What this task involves: Transcribe the data that follows precisely, omitting nothing.

━━━━

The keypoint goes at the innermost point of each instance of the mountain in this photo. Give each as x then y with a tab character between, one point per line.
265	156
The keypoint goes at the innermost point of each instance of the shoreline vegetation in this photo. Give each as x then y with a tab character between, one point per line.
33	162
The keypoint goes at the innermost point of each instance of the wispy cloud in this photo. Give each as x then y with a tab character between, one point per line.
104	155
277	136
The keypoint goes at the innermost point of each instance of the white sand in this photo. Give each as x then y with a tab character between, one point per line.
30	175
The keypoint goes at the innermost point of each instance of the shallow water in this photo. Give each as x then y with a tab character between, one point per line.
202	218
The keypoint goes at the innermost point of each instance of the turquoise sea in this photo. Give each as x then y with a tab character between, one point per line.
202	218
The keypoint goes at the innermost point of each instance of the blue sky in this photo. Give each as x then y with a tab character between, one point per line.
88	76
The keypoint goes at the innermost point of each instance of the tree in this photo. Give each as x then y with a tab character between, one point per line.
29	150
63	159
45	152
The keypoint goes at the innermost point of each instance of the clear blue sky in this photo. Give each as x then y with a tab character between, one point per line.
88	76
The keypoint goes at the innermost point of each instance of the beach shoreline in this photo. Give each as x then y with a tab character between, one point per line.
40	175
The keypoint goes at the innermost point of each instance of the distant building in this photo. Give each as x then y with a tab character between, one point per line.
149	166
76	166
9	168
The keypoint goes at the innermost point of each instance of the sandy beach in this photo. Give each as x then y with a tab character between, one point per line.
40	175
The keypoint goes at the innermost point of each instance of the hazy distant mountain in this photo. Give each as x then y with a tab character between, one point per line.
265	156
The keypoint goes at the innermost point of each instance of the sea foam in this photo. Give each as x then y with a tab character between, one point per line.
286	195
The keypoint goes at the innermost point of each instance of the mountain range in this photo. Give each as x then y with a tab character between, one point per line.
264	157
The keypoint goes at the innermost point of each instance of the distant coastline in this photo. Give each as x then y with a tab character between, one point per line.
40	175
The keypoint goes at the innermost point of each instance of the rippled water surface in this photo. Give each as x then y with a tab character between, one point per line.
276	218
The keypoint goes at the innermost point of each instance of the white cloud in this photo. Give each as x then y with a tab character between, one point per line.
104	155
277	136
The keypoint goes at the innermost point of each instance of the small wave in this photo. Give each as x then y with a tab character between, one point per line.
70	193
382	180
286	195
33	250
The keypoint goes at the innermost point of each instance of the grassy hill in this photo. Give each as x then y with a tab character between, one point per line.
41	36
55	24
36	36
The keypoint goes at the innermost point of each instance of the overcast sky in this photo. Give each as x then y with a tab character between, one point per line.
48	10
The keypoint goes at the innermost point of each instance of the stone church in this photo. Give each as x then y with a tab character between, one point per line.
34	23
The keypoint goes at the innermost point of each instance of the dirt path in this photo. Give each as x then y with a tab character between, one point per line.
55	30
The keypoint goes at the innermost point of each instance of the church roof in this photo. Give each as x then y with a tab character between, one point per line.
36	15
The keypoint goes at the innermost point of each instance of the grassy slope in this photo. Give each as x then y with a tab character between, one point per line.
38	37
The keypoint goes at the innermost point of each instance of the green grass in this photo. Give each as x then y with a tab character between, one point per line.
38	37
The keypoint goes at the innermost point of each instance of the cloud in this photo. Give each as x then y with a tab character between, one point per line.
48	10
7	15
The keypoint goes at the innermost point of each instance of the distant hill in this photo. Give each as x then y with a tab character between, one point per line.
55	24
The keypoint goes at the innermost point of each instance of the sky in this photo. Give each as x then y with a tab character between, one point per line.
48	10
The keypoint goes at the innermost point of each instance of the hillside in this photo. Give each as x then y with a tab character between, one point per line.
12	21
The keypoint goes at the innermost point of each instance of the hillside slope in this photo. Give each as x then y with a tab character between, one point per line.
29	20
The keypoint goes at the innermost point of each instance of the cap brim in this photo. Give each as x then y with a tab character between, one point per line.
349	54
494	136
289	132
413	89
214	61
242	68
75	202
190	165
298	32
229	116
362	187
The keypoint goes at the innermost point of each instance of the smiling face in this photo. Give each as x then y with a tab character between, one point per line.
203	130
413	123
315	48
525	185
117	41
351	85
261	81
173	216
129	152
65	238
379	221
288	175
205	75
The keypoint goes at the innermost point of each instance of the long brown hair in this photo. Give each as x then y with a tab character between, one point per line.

━━━━

The result:
The keypoint goes at the innermost point of each instance of the mountain in this photo. Give each as x then y with a tab character between, one point per line.
265	156
The keypoint goes at the innermost point of each instance of the shoreline vegetation in this photo. Give each as x then y with a tab character between, one point per line.
33	162
The keypoint goes at the innermost point of each instance of the wispy cloud in this photo. Give each as x then y with a tab character between, one point per line.
104	155
277	136
The keypoint goes at the innermost point of each instance of the white sand in this photo. Give each as x then y with a tab character between, one point per line.
30	175
The keypoint goes at the innermost point of each instance of the shallow water in this photo. Give each as x then y with a tab character between, one point per line.
202	218
The keypoint goes at the innermost point of each instance of the turquoise sea in this photo. Give each as x then y with a tab character between, one point per line.
202	218
The keypoint goes at the innermost point of each instance of the blue sky in this photo. Give each as x then y with a tab character between, one point per line.
88	76
The keypoint goes at the innermost point of each instance of the tree in this photo. Give each as x then y with a tab character between, one point per line.
29	150
63	159
45	152
The keypoint goes at the innermost point of each instance of the clear blue sky in this photo. Give each as x then y with a tab character between, one point per line.
88	76
The keypoint goes at the innermost point of each instance of the beach shoreline in this photo. Give each as x then y with a tab character between, one point per line.
40	175
The keypoint goes at the innermost point of each instance of the distant building in this photo. Give each as x then y with a tab character between, one point per line.
149	166
76	166
9	168
The keypoint goes at the innermost point of each instance of the sandy beach in this photo. Give each as x then y with a tab character between, one point per line.
40	175
The keypoint goes at the innermost point of each instance of the hazy distant mountain in this photo. Give each as x then y with a tab character between, one point per line.
265	156
The keypoint goes at the innermost point of each instance of the sea foam in this photo. Give each as x then y with a tab character between, one point per line.
286	195
The keypoint goes at the innermost point of each instance of the mountain range in this photo. Give each as x then y with a tab character between, one point per line.
264	157
The keypoint goes at the innermost point of each instance of the distant coastline in this photo. Give each as x then y with a tab character between, one point per line.
40	175
The keypoint goes at the innermost point of each instance of the rippled water surface in this photo. Give each as x then y with a tab character between, one point per line.
276	218
The keypoint goes at the innermost point of each instance of the white cloud in this photo. Give each as x then y with a tab character between, one point per line.
104	155
277	136
The keypoint goes at the innermost point of each instance of the small wave in this photo. Give each as x then y with a tab character between, one point per line.
70	193
382	180
286	195
33	250
The keypoint goes at the innermost point of each instance of the grassy hill in this photo. Give each as x then y with a tab character between, one point per line.
41	36
55	24
36	36
The keypoint goes at the innermost point of each instance of the overcast sky in this photo. Give each as x then y with a tab character between, one point per line.
48	10
The keypoint goes at the innermost point of each instance of the stone church in this photo. Give each as x then y with a tab character between, one point per line.
34	23
The keypoint goes at the innermost point of each instance of the dirt path in this photo. Give each as x then y with a tab character between, one point per line.
55	30
The keypoint goes at the innermost point of each instance of the church roof in this photo. Give each as x then y with a tab character between, one point per line.
36	15
The keypoint goes at the innermost point of each instance of the grassy slope in this photo. Give each as x then y with a tab character between, one point per line.
38	37
The keypoint goes at the innermost point of each instance of the green grass in this photo. Give each as x then y with a tab character between, one point per line.
38	37
The keypoint goes at the innermost point of each instance of the cloud in this photo. Give each as x then y with a tab character between, one point per line.
48	10
7	15
The keypoint goes at the innermost point of each instance of the distant hill in this photo. Give each as x then y with a tab character between, one point per line.
55	24
The keypoint goes at the innermost point of each instance of the sky in this photo. Give each as x then y with a tab character between, one point per line.
48	10
The keypoint goes at the innermost point of each instance of the hillside in this photo. Give each as x then y with a tab character between, one point per line.
12	21
The keypoint goes at the innermost point of each instance of the hillside slope in this photo. Give each as x then y with a tab character between, one point per line.
29	20
The keypoint goes at the innermost point of each instance of the cap brim in this photo. Give each as x then y with a tab character between, one point per line.
349	54
494	136
289	132
413	89
214	61
242	68
75	202
190	165
298	32
229	116
362	187
The keypoint goes at the innermost point of each instance of the smiling face in this photo. Give each as x then y with a tab character between, one point per line.
203	130
413	123
315	48
525	185
117	41
351	85
261	81
173	216
129	152
65	238
379	221
288	175
205	75
The keypoint goes at the innermost point of each instance of the long brown hair in this photo. Give each as x then y with a tab character between, one point per line.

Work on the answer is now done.